◆ GOAL OF THE EXERCISE
Extract and reproduce verbatim everything from the line containing "Point out every instance of the round wooden" down to the line containing "x=214, y=179", including both of those lines.

## START LISTED ENTRIES

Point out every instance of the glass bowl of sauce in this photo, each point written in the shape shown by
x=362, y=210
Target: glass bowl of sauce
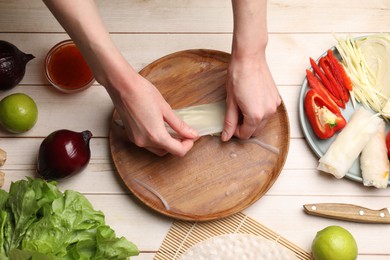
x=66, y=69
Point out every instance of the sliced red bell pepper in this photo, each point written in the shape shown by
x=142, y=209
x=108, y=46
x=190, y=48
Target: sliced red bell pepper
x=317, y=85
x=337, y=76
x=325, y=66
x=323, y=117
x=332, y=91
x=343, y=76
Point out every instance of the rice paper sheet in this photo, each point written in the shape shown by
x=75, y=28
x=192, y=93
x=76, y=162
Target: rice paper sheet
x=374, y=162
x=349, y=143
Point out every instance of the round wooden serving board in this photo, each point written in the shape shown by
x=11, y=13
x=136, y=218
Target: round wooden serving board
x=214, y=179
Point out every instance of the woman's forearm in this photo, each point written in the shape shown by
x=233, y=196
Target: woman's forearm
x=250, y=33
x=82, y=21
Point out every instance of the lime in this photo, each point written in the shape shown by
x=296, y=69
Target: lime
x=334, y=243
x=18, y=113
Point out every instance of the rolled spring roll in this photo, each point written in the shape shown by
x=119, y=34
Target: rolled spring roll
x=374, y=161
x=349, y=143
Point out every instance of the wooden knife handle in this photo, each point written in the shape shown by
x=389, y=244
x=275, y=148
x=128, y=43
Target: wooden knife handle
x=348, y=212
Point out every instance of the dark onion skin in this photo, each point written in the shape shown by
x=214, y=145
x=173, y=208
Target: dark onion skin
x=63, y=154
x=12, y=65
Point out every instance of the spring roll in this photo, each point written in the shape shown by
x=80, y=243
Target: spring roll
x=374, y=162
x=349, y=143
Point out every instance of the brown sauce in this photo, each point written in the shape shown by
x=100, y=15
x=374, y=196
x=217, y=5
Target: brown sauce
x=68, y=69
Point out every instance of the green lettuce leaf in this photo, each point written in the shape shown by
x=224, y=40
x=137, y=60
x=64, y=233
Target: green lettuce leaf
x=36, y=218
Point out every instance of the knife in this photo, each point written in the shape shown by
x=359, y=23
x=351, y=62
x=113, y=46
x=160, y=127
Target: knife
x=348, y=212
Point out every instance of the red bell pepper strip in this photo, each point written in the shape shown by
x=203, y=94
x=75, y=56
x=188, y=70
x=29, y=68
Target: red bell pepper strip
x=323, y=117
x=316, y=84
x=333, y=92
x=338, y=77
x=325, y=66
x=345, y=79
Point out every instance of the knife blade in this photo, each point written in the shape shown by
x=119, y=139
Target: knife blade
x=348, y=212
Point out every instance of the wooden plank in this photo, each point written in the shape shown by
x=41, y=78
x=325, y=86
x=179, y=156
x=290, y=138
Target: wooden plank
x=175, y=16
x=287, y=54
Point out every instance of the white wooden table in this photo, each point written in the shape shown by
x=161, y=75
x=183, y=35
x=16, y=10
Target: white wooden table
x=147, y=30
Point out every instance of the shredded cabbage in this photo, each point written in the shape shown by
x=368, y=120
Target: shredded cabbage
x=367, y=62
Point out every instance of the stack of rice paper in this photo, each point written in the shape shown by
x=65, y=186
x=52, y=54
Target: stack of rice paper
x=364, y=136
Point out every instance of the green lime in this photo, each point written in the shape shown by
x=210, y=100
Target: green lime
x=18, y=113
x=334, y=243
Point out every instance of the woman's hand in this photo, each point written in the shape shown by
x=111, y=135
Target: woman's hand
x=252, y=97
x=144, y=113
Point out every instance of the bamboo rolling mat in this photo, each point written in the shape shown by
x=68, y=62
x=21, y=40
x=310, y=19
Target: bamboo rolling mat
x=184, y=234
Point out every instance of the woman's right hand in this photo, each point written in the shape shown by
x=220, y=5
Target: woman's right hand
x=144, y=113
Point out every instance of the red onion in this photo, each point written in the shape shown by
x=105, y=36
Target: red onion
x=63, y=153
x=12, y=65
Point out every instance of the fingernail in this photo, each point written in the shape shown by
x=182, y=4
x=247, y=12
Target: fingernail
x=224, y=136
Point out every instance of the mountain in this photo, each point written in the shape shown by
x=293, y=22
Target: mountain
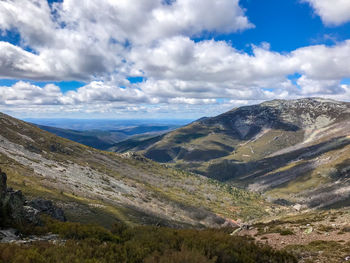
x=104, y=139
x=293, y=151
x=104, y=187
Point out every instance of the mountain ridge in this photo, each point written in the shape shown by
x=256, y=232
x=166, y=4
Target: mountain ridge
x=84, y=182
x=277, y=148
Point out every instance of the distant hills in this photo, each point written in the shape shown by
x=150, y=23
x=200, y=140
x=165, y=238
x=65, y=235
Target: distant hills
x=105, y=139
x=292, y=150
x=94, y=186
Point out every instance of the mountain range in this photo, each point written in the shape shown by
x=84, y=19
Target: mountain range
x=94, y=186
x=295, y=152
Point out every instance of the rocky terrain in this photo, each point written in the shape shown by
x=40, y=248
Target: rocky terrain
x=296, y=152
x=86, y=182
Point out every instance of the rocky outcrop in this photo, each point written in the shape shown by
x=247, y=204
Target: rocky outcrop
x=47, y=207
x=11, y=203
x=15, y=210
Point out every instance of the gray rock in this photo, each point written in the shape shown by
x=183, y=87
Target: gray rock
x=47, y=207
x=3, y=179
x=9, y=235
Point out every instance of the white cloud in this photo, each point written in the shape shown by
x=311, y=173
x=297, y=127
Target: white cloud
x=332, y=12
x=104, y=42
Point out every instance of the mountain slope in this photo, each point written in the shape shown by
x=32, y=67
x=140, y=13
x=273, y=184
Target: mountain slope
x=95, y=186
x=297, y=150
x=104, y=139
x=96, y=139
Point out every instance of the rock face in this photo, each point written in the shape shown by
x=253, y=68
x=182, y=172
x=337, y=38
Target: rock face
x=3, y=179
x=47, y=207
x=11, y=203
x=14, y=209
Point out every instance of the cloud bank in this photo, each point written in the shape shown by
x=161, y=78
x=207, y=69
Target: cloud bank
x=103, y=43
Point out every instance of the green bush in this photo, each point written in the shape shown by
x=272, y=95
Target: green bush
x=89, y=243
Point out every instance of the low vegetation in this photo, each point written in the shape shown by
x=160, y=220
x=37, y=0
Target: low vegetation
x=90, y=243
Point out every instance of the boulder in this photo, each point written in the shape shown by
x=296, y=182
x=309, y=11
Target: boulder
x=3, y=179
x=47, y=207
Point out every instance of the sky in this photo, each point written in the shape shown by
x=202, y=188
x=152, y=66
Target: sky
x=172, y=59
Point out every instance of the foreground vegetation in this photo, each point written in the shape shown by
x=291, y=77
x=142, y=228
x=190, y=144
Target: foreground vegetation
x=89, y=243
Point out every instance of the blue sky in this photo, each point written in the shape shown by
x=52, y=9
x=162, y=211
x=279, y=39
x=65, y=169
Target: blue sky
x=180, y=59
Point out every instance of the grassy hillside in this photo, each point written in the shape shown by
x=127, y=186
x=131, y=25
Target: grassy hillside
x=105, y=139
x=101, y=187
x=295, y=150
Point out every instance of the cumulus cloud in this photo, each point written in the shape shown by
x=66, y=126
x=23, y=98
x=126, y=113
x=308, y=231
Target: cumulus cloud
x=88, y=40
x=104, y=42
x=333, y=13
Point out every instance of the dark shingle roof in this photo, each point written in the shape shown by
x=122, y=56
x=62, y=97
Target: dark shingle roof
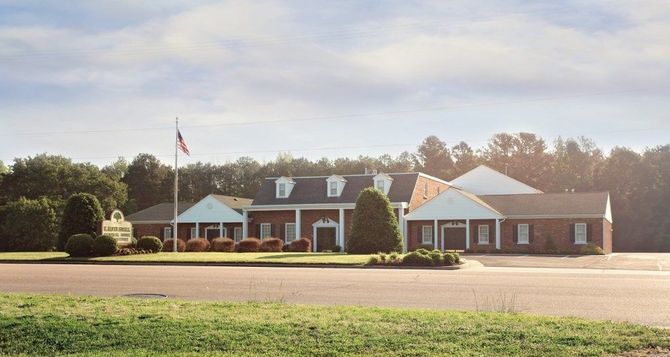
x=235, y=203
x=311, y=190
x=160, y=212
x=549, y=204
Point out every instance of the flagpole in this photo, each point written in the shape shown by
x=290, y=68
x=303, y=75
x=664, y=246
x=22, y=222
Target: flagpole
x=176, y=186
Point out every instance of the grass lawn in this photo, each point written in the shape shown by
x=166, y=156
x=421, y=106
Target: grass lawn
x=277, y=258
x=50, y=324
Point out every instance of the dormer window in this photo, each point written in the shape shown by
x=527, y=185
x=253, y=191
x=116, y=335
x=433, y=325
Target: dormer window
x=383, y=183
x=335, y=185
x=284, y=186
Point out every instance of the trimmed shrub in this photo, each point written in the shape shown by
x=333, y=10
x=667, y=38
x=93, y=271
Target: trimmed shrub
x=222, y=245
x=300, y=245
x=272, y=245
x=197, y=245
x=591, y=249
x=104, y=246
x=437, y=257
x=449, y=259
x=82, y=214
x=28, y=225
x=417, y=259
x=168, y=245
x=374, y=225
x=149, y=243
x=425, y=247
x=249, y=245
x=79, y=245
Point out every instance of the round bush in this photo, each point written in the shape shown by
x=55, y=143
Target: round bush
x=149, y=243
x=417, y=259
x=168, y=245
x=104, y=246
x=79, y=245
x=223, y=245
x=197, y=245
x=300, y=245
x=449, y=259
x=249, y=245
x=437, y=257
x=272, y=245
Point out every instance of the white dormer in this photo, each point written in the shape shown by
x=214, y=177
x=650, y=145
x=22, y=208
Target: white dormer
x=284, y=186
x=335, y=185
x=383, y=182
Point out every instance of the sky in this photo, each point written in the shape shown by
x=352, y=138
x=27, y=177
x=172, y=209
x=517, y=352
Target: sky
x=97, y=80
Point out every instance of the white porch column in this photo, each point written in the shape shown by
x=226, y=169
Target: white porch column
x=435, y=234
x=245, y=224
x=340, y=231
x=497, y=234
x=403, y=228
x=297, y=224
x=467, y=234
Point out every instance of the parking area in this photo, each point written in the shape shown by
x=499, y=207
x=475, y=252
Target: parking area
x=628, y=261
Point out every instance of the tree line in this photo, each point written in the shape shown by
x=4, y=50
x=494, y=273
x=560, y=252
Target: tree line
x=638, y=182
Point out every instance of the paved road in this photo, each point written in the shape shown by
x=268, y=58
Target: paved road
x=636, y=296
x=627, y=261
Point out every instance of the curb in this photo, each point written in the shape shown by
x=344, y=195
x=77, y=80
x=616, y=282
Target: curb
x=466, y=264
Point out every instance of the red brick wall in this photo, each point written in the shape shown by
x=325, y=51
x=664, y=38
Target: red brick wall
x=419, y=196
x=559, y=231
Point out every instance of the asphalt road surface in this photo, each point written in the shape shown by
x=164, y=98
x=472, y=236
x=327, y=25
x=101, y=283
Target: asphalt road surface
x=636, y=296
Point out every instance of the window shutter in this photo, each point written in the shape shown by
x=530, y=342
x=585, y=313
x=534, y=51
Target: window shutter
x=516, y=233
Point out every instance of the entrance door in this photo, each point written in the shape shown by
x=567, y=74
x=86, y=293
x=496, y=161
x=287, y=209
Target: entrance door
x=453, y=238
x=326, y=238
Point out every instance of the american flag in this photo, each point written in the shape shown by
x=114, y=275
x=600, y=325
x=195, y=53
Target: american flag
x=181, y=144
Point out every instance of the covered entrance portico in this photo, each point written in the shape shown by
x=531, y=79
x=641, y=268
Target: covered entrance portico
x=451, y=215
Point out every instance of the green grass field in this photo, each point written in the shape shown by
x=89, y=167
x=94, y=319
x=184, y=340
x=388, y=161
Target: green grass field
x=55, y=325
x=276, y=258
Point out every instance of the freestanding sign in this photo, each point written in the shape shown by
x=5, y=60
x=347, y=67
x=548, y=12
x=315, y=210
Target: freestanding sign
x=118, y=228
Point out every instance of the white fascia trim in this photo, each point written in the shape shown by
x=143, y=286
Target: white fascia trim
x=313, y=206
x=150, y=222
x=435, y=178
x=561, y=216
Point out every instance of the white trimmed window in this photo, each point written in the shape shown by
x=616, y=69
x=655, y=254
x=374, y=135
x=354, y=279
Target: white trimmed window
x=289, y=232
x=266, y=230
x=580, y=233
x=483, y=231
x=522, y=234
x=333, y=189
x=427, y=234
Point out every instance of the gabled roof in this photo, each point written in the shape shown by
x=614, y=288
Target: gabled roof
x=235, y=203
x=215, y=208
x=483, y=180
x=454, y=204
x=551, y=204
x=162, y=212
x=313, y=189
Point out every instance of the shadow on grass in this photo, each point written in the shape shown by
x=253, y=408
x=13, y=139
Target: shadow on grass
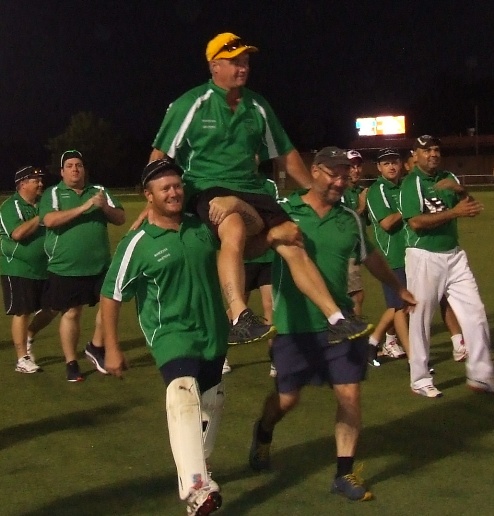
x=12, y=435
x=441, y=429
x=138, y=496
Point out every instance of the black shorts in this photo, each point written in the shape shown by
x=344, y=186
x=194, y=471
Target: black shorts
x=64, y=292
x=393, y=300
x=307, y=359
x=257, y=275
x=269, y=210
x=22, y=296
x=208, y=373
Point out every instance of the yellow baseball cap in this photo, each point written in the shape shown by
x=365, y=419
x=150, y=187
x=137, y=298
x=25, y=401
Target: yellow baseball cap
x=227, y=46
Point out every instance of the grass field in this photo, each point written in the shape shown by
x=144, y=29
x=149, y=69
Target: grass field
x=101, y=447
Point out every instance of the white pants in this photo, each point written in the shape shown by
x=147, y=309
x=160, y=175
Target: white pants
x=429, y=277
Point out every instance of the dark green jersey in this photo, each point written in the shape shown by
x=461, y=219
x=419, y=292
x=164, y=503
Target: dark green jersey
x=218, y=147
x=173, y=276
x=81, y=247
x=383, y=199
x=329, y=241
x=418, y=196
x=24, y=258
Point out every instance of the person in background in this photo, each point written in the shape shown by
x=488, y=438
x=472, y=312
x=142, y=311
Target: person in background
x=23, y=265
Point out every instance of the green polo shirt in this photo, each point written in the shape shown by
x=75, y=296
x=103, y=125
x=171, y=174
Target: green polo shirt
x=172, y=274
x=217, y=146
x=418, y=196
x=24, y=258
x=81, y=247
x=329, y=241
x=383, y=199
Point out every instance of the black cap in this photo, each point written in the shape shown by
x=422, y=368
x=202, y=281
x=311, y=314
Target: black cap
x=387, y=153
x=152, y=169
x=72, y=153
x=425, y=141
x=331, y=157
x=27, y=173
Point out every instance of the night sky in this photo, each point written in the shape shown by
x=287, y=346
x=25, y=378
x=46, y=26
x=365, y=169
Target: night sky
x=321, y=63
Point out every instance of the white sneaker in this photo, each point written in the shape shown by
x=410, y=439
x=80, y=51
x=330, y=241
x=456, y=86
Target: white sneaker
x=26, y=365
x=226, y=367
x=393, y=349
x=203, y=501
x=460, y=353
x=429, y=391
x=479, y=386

## END LISTED ENTRIES

◆ THE COMPLETED TASK
Point out every instance of the round wooden serving board in this photo, each point written in the shape shown by
x=11, y=13
x=136, y=218
Target: round wooden serving board
x=214, y=179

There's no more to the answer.